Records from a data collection
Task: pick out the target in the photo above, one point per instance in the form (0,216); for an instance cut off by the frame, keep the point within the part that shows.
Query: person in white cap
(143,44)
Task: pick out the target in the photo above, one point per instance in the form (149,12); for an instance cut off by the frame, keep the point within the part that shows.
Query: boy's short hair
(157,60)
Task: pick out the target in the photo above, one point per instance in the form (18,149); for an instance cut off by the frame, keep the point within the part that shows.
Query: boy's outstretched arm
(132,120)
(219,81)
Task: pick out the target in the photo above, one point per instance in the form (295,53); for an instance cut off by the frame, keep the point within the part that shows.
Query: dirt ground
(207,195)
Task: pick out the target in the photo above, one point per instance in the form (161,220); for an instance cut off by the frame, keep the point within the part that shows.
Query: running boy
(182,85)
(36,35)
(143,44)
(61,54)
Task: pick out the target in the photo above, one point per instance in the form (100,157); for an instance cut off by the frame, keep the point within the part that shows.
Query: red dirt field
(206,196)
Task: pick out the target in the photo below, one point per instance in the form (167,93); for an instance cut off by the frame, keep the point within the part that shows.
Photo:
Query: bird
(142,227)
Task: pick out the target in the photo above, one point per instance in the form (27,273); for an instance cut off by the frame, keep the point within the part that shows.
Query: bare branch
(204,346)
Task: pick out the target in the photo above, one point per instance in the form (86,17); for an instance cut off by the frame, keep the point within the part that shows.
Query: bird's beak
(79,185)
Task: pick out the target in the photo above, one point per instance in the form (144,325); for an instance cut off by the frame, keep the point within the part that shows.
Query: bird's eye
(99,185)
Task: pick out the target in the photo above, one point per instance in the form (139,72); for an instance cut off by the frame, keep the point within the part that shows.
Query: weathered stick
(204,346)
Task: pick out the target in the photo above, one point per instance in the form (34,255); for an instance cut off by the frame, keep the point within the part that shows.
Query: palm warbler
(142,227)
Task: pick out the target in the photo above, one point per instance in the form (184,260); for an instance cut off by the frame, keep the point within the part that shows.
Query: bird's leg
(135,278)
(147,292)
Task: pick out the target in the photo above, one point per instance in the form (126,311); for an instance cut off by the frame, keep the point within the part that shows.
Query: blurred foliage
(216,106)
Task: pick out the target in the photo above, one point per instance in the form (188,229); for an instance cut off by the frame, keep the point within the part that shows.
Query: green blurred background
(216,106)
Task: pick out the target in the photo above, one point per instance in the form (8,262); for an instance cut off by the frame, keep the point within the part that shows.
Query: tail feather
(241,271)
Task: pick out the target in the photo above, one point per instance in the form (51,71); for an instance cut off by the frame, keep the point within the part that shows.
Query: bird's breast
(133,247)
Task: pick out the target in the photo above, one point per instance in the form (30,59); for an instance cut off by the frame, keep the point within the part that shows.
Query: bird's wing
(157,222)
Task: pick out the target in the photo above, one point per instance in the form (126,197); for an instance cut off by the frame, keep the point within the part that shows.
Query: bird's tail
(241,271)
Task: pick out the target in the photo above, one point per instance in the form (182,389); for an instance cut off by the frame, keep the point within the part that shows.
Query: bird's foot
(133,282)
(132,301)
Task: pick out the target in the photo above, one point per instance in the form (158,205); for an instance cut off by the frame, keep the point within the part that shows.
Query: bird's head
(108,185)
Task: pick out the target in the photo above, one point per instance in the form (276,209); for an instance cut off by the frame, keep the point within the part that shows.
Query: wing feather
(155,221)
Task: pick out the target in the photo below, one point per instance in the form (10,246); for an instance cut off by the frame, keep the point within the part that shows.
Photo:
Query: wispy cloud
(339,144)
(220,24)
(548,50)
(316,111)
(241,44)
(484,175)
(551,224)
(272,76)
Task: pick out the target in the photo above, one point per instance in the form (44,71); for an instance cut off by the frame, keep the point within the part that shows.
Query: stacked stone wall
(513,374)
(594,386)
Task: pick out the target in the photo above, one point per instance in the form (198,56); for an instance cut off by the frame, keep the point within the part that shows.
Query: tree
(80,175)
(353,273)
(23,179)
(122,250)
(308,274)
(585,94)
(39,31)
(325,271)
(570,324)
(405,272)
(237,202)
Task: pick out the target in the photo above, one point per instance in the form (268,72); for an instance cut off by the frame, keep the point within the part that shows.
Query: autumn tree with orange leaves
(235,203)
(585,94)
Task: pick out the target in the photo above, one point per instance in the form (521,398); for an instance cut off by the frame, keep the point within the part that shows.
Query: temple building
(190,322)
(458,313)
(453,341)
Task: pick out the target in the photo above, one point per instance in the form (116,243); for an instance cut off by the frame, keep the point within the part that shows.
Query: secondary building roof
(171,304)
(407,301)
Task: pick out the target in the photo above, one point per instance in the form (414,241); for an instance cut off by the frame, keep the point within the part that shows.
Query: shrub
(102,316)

...

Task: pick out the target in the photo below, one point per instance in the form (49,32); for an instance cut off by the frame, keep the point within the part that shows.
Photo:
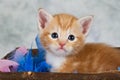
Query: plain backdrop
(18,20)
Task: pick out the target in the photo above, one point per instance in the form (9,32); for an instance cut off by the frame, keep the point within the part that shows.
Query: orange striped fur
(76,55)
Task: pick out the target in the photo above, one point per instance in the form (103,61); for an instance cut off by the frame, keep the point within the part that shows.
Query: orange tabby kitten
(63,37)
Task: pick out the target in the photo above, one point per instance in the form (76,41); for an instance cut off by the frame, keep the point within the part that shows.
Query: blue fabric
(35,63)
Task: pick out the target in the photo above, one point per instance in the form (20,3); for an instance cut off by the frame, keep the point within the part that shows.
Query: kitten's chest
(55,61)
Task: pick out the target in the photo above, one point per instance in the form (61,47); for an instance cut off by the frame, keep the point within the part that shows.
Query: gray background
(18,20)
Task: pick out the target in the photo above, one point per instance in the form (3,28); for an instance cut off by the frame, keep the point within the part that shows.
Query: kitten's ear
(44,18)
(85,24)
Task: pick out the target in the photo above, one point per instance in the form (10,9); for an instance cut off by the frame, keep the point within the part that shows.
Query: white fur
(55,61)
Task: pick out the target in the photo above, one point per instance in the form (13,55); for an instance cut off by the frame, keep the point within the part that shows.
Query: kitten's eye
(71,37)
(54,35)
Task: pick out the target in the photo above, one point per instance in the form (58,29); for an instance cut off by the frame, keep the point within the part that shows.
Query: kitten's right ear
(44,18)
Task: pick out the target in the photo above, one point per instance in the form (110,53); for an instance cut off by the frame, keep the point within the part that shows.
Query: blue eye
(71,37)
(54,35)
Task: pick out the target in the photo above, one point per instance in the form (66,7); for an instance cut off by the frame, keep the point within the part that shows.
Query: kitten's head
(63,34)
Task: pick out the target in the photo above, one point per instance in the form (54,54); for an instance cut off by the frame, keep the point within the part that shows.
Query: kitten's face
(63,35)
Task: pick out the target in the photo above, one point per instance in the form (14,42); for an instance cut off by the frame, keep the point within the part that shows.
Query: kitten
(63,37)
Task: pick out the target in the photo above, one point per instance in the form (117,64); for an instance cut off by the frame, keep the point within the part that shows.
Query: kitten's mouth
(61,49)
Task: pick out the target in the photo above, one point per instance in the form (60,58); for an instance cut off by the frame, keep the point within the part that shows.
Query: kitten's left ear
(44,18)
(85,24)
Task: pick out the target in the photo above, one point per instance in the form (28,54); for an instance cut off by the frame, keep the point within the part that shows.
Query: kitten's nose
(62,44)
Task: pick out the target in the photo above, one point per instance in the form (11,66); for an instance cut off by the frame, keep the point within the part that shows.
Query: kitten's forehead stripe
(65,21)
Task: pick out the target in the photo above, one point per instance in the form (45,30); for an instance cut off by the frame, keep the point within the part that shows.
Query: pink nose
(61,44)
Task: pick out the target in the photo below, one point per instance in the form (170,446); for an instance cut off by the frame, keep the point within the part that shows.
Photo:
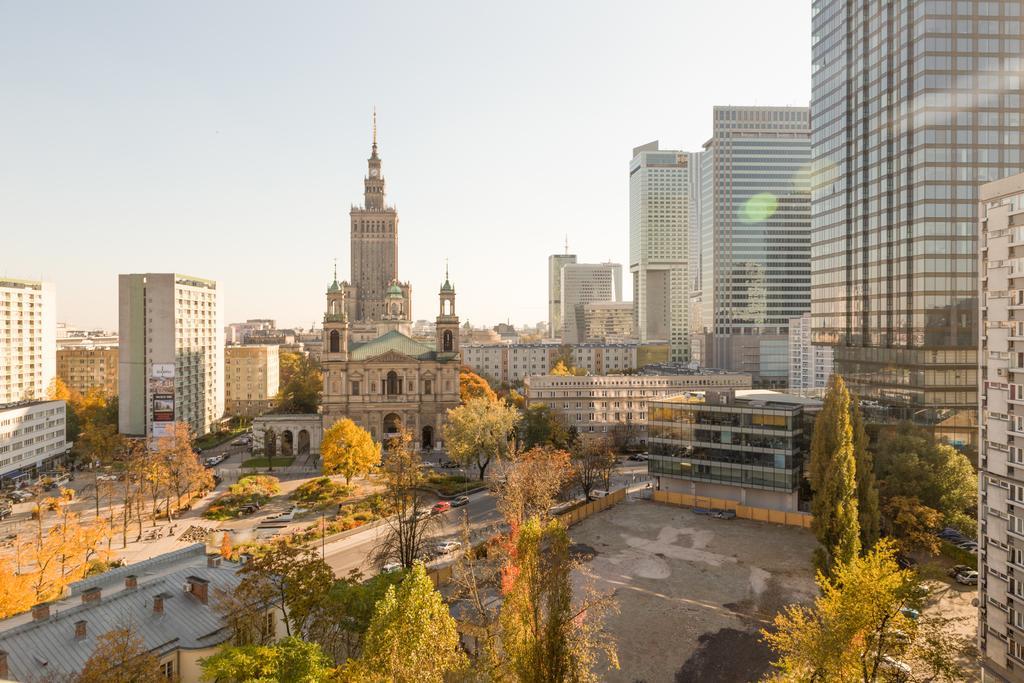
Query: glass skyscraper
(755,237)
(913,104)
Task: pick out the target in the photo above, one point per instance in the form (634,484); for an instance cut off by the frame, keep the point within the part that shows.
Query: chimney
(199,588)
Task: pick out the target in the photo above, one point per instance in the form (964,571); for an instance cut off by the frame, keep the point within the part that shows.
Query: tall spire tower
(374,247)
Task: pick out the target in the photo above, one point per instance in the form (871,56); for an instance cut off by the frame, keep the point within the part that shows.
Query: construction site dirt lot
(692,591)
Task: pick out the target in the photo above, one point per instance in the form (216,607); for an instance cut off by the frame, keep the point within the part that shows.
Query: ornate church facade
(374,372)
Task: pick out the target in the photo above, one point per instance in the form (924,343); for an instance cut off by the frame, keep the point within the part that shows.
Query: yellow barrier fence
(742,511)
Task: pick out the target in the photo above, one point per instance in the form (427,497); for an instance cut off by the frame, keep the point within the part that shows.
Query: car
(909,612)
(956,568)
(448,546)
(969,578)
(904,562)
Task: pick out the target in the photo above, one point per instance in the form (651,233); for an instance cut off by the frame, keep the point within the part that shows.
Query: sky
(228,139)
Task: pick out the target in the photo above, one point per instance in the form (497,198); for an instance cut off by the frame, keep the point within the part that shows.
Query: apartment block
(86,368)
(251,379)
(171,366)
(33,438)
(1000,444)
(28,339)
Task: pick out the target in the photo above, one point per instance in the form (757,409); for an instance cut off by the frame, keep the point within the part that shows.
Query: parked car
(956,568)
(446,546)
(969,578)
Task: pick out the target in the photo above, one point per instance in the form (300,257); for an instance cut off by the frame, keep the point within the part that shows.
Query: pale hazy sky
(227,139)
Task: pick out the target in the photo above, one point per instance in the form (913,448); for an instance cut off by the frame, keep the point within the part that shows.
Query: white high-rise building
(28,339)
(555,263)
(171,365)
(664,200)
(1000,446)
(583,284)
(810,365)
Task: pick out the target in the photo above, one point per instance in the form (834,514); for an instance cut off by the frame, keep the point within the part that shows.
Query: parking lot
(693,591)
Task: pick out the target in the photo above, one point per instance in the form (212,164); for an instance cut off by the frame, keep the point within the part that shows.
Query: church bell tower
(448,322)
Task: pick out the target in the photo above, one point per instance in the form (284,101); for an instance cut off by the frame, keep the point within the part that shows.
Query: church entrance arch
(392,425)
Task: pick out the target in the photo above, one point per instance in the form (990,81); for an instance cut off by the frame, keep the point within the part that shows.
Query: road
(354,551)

...

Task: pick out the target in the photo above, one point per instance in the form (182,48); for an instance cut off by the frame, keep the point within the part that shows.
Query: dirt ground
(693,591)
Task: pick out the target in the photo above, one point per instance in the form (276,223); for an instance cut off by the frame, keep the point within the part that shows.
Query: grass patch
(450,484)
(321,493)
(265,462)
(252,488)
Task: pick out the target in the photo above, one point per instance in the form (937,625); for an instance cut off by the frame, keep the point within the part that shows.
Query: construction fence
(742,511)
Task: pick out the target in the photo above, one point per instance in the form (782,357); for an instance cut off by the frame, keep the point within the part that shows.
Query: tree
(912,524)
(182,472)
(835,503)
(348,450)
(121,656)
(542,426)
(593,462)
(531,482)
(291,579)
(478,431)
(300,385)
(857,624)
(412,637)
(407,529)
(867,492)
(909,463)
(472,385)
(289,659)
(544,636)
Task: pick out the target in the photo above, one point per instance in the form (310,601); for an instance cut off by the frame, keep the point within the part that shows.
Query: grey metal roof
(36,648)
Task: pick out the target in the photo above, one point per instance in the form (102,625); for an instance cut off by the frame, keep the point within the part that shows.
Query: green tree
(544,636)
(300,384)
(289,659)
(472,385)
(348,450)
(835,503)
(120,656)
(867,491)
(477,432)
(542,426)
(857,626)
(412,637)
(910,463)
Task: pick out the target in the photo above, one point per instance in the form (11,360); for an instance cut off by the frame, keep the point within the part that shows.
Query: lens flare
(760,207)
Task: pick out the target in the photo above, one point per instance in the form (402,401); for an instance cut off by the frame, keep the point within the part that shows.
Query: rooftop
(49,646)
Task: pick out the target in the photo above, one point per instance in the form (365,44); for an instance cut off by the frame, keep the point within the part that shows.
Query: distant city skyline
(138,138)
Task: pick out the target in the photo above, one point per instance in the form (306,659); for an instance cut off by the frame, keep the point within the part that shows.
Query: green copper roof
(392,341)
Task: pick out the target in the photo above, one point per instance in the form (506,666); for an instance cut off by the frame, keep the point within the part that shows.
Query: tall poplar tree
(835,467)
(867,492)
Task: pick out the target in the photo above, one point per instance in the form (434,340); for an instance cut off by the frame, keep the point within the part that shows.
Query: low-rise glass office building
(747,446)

— The exercise —
Identify every line in the records above that contains the word "tall", matching case exactly, and copy each of those lines.

— Correct result —
Query: tall spire tower
Query: tall poplar tree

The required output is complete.